* **Tasks to carry out**:
1) Retype the stretch of the gear interview from "You use a Danelectro" through "about the bouzouki.", word for word.
2) Write the next part of the gear interview, picking up right after its last line.

Loopers often become a crutch for people, meaning the song structures are very dull. What’s the key to avoiding those clichés?
Olly: “I’m not sure. I think I’ve always tried when I use loopers to keep the loop part very minimal and basic enough that whatever I’m doing live is the main part that dictates the song structure, so you’re not as bound to the same feelings that keep repeating. But at the same time, I think many of my songs have benefitted from the restriction of the loop pedal, which may have made them more simplistic than they would have been if I didn’t use it. I don’t think I was really writing like that before then, so I guess it’s similar to having a drummer who can hold back, but it’s coming from a different place.”
You use a Danelectro DC59 12-string. Why did you gravitate towards that guitar?
Olly: “Well, years ago, I wanted a bouzouki because of the double-string thing, but I couldn’t find one that I could afford. Then I saw this 12-string in the shop and it was reasonably cheap and it still had that chorus-y, double-string thing that had attracted me about the bouzouki.
“It was partly with intention of playing that sort of Malian blues- and even Turkish-sounding stuff on it. I changed the pickups fairly early on because the lipstick pickups were a bit too jangly for me. Now it’s Kinman P-90s, these sort of fake humbucker single-coil-type things.”
What other gear do you use?
Olly: “Live, I use the Electro-Harmonix POG 2 octave pedal quite a bit and the Roland JC-120 Jazz Chorus amp. It just has that nice, clean sound. I’ve come to realise that I don’t like distortion that much. I’m still using the looper I got originally, the Akai HeadRush. They’re quite old but they’re solid - a good unit! Then there’s a trumpet, flute and clarinet for loop stuff that we’re doing live. For the album, there was a lot of Mellotron stuff.”
Fabian: “We played with them a fair bit, didn’t we? And there’s a lot of played clarinet. I did a lot of pitch-shifting with it, playing something a few semitones up and then pitch-shifting it back down to the key. Quite a few instruments were done like that.”
What was the merit of pitch-shifting instruments like that, as opposed to playing in key?
Fabian: “Just the tone and the sound of it. It would be like, ‘This thing sounds really great, but it needs pitch-shifted down three semitones, so there was quite a lot of experimenting during the recording.”
Olly: “I guess we had this vague intention of making more familiar sounds slightly unfamiliar. We did that with drums quite a bit.”

* **Collected material**:

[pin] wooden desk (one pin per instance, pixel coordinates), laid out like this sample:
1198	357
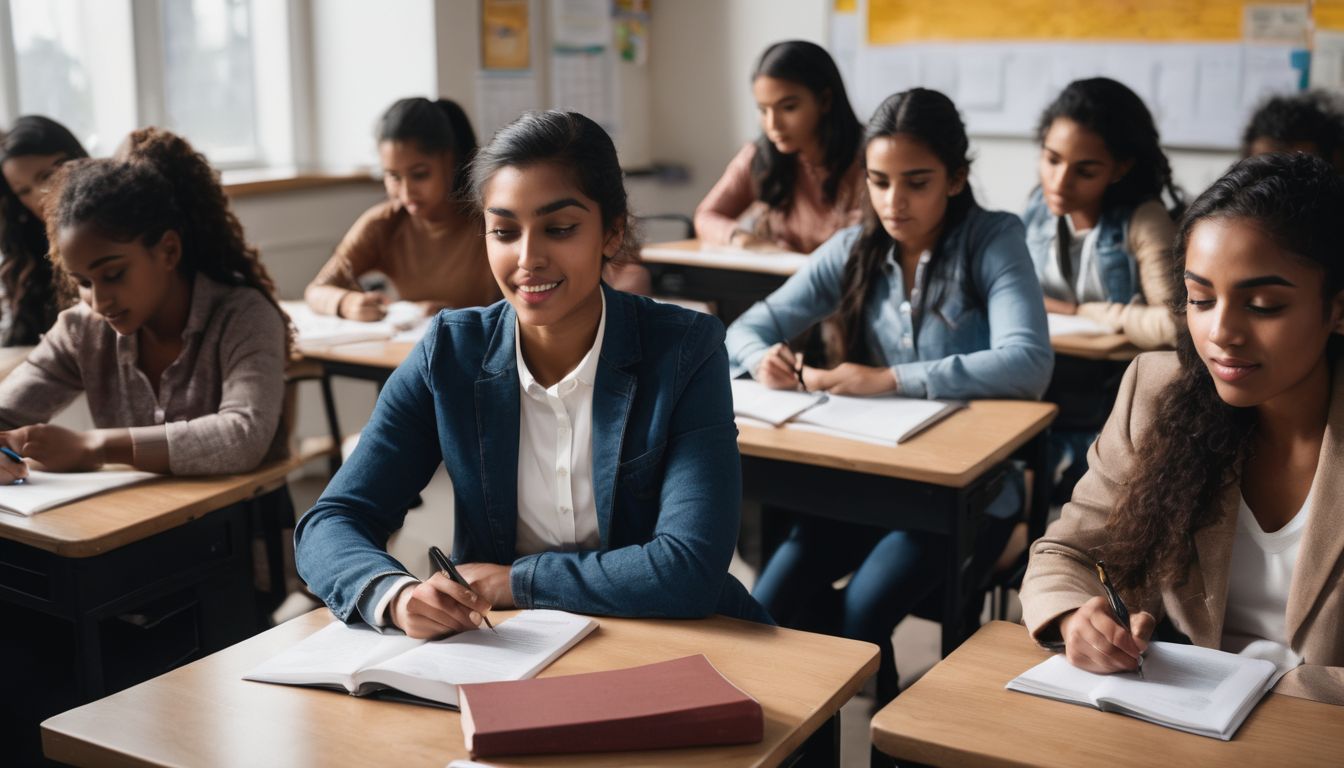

* **Final results**:
1)
You use a Danelectro DC59 12-string. Why did you gravitate towards that guitar?
Olly: “Well, years ago, I wanted a bouzouki because of the double-string thing, but I couldn’t find one that I could afford. Then I saw this 12-string in the shop and it was reasonably cheap and it still had that chorus-y, double-string thing that had attracted me about the bouzouki.

2)
Your record reminds this writer a little of Son Lux’s approach. He once told us that he doesn’t like things that he’ll laboriously multisample pianos and drum kits and use those in his songs, so everything has this fresh sound…
Olly: “That sounds like a similar intention. It’s easy to become [stale]. We were trying to create sounds, because when you haven’t really heard music before and you hear it for the first time, it’s this amazing thing, so we were trying to somehow go back to that place where the novelty factor is high because it’s not instantly recognisable. It becomes this other thing before you go, ‘Oh it’s this guy strumming his guitar.’ I think when you get older, you get more familiar with the [usual] sounds - especially when you’re playing.”
Fabian: “Definitely. I have had people ask - the three people I’ve spoken to - what synths I’ve used in certain parts of the songs, but it’s been a guitar.”
It’s an interesting point of view because we think of music as a broad church nowadays but in some ways the predominance of presets has made it narrower…
Fabian: “I think doing it with the guitar, Olly is a very expressive guitarist and he can be express himself on the guitar, so it’s nice making the guitar sound like something else rather than having a synthesiser, which isn’t Olly’s main thing. He can play lots of other things, but it sounds more natural on the guitar and I think it’s more the essence of him. So it maintains that musicality and that performance but sounds different. I think that’s why it worked.”
There’s a wide variety of tone or pitch across the record. It doesn’t seem quite so mid-focussed as a lot of rock/pop/indie production. Again, this feels very lush. Where’s that coming from?
Fabian: “From my point of view that’s the arrangement.”
Olly: “I guess so. The intention was to have each song be its own world and the production was a big part of it, too, as we sort of took each song as its own project in terms of how it was mixed.”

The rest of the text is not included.